**THE RECORDS**
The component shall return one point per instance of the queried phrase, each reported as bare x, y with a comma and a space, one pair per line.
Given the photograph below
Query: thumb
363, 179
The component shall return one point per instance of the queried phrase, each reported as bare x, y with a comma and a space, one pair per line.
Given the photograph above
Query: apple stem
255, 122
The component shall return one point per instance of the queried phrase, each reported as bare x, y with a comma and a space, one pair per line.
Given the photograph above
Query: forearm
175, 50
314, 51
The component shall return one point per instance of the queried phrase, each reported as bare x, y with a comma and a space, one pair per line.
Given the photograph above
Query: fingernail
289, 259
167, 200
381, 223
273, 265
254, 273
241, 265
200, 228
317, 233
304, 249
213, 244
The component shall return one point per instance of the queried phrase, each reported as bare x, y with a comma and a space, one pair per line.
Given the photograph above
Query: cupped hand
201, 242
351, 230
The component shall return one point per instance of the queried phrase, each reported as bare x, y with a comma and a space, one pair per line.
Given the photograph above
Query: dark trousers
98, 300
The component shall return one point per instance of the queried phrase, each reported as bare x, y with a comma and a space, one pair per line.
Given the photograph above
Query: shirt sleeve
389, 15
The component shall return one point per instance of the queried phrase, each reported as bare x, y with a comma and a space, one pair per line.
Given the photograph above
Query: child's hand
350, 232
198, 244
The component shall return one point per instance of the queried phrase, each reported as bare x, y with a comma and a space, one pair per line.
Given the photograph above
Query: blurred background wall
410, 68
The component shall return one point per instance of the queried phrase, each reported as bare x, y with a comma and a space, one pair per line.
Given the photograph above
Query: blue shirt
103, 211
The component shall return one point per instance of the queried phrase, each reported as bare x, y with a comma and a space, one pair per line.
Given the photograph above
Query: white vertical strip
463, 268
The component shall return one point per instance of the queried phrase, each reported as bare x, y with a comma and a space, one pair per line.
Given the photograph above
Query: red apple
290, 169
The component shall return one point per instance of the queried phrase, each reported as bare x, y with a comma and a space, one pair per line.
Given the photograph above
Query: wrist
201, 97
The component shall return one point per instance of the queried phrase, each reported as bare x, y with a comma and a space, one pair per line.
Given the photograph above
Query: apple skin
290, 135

**TO DO**
From the first line to the last, set down every record exactly as written above.

**SOLVED EXERCISE**
The component shall return one point per instance of the queried phrase, each reported as bare x, y with a comma and a space, one pair per line.
Given the photograph below
Query: thumb
363, 179
The component shall return one point per instance of the queried phrase, each reported as bare x, y with a comma and a space, one pair per line.
Given the photograph above
Query: apple stem
255, 122
The component shall return one point per instance of the queried phrase, each reported as bare x, y with a comma and a space, one pair per line.
Given the photograph above
Query: forearm
175, 50
314, 51
The component shall return one point per instance of the queried phrase, each reported as bare x, y with a comma and a space, one pair per line.
Given the photograph above
Query: fingernail
289, 259
167, 200
381, 223
273, 265
254, 273
241, 265
200, 228
317, 233
304, 249
213, 244
The component shall return one point per instance of the queried phrase, each reported as bare x, y with a comma and a space, one pair per line.
Given the photograph above
Query: cupped hand
201, 242
351, 230
The component shall return one point per instance of the queried phrase, each reported as bare x, y with a comma and a space, one pair per line.
Given the photograph above
Query: dark trousers
98, 300
The component shall return one point per instance of the queried phrase, each reported as bare x, y with a comma and a space, one pair per line.
Given the photograph above
Query: shirt sleeve
389, 15
The component shall return one point per instance of the queried phrase, each reported as bare x, y with a comma and a space, one pair per line.
Given the photograph above
Query: child's hand
350, 232
198, 244
The component shall return one point per instance of the queried phrase, each reported as bare x, y with a comma and a space, one pair per line.
Given the photograph above
Query: blurred background wall
410, 68
The component shall return one point per instance of the queried phrase, each reported as bare x, y with a comma and a space, one pair per line.
Given the photograph above
Query: blue shirt
103, 211
The component shall return one point per instance of the queried phrase, each reported as bare x, y with a comma and a space, one pair per line.
Given the photograph above
Query: white vertical strip
463, 268
The component shall return one point per instance of the queried phrase, each reported as bare x, y with a comma and a space, one pair per line.
Given the photograph above
Query: red apple
290, 169
The component shall return one point per instance of the queried phrase, each reported as bare x, y with a comma and a space, one pair per line.
Given the photograph above
Query: wrist
201, 97
The component shall return one point per instance of the queried phrase, each reported as bare x, y with a comma and a space, one pair per line.
Given the photograph above
Query: apple skin
290, 135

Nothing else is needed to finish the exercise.